### [WHAT TO WORK ON]
Wherever a line in the material contains the word "stem", copy that line.

### [DATA TO EXAMINE]
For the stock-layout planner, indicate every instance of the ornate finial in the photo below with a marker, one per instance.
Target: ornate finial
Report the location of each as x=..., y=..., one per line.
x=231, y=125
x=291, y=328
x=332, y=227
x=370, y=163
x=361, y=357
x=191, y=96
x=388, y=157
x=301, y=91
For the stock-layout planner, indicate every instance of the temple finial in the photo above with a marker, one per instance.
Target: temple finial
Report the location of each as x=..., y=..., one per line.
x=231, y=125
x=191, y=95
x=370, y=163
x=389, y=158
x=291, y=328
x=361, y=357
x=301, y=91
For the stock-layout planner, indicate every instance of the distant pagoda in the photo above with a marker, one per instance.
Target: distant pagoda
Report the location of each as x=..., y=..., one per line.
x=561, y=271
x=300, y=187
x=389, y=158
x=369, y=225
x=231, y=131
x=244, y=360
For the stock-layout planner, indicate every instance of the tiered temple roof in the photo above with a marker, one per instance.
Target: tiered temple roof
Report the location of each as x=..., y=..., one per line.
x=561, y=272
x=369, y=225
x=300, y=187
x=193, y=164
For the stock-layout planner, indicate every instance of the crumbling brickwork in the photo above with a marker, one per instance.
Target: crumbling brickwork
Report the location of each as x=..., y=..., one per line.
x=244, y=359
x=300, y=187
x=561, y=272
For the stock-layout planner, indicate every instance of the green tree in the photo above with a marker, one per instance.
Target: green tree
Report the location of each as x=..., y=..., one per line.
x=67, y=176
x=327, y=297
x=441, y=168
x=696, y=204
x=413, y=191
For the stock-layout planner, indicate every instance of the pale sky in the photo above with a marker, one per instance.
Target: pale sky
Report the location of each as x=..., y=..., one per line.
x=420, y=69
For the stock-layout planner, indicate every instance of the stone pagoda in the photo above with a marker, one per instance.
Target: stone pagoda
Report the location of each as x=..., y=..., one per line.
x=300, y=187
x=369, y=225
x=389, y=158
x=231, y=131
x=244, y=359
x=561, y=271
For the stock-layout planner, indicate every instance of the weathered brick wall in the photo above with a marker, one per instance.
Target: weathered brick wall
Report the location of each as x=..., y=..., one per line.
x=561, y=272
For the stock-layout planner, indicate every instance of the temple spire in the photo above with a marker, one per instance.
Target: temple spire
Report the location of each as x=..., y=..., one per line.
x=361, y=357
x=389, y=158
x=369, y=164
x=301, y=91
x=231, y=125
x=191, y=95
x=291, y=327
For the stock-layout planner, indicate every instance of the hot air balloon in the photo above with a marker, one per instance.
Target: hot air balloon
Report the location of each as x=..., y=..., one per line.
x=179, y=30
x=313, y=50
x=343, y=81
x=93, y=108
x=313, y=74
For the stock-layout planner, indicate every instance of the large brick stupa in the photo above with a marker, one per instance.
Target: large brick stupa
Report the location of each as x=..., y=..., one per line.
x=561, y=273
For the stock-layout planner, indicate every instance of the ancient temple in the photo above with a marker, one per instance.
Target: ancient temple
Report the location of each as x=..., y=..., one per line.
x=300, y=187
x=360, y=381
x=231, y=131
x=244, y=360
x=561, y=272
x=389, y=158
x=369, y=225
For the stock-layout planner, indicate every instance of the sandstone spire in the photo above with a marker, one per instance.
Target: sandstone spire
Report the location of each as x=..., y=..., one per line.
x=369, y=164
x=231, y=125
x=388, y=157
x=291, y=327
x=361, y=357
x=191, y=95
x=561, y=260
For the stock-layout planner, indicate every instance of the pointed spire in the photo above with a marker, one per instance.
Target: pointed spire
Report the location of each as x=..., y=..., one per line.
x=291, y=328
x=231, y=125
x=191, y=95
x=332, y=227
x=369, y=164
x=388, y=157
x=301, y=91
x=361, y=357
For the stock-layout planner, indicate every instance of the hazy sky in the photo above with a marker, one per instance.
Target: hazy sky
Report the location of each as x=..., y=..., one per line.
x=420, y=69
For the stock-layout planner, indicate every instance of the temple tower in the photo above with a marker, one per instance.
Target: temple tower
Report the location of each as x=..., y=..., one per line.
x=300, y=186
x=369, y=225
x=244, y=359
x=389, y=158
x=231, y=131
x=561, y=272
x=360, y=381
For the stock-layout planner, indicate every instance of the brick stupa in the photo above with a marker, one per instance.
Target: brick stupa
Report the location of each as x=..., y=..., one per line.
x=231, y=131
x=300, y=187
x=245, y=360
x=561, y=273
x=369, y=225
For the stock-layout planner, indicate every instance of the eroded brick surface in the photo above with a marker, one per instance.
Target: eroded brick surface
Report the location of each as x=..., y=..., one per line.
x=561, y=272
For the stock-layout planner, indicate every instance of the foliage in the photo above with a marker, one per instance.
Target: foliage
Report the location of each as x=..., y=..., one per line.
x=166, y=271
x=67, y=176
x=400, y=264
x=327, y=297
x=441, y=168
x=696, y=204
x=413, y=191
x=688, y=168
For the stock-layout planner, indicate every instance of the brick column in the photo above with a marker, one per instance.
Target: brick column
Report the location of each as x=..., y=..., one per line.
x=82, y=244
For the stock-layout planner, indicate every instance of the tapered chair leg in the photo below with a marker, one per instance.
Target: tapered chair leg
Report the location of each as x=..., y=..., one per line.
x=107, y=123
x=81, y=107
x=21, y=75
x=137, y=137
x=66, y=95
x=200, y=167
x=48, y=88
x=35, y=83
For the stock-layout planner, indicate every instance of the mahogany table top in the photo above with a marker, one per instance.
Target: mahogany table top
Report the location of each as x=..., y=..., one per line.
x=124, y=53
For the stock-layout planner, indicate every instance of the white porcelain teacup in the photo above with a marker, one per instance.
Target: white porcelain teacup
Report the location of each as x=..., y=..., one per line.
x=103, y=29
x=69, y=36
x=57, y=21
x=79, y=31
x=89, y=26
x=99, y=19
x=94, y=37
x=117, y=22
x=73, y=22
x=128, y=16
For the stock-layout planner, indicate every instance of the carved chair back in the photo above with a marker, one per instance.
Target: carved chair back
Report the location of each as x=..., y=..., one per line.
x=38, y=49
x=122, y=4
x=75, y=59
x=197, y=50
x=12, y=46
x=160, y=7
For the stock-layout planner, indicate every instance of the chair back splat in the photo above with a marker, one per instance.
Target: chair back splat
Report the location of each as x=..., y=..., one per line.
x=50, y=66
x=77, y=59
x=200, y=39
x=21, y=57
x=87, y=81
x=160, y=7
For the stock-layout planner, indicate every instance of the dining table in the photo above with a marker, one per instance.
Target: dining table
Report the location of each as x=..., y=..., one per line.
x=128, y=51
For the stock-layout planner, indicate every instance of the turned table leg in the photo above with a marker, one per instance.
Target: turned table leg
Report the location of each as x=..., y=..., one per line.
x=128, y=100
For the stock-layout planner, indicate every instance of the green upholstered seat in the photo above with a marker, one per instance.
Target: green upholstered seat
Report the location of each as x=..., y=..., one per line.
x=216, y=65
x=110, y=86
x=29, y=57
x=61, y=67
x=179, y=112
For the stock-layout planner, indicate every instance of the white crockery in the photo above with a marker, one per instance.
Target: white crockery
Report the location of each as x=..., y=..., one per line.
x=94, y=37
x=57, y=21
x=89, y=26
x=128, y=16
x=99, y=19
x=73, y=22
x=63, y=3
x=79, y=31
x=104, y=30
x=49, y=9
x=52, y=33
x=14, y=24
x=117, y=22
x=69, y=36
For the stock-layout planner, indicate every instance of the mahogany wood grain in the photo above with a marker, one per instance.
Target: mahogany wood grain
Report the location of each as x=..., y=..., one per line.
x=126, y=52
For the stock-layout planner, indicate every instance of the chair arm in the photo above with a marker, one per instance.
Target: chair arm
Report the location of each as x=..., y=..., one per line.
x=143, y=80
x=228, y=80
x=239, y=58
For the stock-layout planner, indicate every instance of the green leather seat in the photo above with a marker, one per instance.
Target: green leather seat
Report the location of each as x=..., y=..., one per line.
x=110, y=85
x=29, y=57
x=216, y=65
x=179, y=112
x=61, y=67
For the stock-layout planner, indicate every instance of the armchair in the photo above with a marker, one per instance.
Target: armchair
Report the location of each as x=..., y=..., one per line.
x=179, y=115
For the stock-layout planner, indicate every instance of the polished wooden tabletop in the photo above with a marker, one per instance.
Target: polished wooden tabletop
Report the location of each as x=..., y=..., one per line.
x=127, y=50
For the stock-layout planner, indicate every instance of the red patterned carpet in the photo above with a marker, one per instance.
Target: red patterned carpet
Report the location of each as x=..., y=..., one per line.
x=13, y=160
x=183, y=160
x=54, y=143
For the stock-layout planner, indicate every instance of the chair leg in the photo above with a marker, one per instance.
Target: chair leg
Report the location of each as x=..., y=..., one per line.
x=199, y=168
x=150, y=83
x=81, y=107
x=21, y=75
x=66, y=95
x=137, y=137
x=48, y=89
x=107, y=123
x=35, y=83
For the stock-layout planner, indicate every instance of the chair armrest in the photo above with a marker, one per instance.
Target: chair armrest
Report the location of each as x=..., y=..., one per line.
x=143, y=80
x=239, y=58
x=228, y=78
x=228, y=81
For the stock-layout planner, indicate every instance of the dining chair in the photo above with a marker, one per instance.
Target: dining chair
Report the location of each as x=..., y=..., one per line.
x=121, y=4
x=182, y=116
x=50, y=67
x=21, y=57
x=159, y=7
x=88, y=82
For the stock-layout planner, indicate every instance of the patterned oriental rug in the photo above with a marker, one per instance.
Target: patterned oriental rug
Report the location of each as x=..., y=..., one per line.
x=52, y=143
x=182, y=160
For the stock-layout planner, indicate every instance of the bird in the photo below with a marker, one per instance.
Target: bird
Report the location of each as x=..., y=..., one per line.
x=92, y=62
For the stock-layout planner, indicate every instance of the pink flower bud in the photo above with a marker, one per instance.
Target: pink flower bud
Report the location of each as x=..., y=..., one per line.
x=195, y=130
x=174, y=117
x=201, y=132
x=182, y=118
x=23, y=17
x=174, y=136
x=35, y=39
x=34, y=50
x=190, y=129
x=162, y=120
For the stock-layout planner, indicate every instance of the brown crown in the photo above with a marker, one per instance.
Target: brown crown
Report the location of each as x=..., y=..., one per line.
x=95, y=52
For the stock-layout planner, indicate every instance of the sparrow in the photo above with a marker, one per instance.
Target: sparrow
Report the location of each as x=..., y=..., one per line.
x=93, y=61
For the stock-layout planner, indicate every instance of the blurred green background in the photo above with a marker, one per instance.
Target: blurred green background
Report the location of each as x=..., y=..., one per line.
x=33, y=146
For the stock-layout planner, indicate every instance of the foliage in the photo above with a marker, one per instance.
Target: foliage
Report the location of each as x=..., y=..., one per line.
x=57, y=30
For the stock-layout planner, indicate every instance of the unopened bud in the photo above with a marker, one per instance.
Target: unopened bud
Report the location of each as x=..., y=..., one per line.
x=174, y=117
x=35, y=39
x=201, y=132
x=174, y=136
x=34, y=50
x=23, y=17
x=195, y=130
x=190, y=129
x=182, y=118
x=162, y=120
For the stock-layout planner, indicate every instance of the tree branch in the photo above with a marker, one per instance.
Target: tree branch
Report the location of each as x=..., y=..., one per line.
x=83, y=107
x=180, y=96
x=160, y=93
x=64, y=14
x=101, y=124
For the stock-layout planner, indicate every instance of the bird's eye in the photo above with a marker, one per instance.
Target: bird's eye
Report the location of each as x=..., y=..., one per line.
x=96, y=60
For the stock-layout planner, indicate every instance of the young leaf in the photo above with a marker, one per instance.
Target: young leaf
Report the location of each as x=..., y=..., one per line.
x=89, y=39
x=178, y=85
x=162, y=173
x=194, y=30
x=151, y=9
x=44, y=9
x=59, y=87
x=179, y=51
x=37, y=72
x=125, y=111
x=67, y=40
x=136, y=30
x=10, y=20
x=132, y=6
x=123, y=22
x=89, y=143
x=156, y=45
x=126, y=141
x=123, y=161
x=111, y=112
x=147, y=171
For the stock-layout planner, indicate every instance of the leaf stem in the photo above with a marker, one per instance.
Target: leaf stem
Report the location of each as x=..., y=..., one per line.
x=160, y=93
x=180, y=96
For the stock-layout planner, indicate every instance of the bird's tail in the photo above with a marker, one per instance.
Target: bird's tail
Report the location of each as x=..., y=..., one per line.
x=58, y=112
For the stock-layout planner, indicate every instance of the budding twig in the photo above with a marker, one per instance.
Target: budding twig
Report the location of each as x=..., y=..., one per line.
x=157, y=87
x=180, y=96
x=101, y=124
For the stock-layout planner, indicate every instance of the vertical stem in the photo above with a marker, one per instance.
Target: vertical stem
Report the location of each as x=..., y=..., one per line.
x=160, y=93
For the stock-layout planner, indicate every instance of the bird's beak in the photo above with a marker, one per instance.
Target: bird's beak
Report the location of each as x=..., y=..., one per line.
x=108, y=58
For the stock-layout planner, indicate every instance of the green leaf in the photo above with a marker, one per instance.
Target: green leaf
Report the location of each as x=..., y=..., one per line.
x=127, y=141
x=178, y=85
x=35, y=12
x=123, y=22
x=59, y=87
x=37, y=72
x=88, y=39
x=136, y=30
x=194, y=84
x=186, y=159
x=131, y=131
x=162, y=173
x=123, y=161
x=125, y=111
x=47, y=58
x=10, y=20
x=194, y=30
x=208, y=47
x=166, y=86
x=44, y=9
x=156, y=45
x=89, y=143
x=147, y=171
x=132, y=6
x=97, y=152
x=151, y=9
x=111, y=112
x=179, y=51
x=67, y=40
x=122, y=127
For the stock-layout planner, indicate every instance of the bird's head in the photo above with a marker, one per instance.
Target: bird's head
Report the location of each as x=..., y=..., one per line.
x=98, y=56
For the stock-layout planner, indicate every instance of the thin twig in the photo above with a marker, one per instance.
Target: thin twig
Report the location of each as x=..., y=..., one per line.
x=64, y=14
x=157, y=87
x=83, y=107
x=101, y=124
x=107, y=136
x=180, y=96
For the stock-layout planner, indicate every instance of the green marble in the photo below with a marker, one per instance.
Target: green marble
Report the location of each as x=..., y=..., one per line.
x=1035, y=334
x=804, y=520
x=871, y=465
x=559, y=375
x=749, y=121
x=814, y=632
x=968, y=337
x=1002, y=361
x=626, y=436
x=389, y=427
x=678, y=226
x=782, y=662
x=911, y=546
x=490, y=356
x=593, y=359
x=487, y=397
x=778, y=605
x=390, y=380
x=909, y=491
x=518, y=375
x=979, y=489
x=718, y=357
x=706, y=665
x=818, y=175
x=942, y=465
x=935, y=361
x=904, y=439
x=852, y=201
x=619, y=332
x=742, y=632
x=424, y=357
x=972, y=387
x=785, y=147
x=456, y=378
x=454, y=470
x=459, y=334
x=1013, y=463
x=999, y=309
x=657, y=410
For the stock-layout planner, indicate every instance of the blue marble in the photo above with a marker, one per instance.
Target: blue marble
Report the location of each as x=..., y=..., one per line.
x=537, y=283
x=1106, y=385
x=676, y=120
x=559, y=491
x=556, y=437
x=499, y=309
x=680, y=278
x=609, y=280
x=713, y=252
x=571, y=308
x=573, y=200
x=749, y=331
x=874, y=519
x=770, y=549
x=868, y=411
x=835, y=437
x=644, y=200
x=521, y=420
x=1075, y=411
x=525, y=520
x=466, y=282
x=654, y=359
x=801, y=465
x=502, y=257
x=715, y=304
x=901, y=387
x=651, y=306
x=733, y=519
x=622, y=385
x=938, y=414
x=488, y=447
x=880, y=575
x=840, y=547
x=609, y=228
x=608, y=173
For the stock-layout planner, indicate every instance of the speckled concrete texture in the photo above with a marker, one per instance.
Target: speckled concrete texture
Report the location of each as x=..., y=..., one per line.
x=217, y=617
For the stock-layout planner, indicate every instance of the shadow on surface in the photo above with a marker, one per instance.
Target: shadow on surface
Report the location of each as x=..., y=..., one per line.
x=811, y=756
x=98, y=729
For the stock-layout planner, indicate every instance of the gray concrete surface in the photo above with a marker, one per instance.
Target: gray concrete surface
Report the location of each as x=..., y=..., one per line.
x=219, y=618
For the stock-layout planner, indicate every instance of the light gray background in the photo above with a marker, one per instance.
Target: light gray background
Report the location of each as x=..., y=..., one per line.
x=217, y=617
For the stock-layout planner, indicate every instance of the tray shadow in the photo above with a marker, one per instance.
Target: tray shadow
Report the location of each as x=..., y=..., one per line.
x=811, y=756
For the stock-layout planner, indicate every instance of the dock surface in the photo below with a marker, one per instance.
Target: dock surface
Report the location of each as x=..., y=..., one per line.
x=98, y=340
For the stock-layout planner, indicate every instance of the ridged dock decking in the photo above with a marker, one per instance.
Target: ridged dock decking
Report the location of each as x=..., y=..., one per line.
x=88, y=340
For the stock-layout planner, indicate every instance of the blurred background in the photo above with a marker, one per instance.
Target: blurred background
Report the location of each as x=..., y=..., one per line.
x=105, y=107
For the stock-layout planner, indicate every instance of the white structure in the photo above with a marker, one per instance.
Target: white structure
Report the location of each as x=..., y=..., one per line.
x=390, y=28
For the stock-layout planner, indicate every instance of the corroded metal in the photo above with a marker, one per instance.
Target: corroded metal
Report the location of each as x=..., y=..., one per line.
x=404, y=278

### [ANSWER TO THE EXERCISE]
For the stock-layout planner, indicate every instance of the leaf stem in the photo above with a marker, one per instance.
Target: leaf stem
For the stock-layout planner, indicate every instance of the vertical stem in the photo above with a marker, one per instance.
Target: vertical stem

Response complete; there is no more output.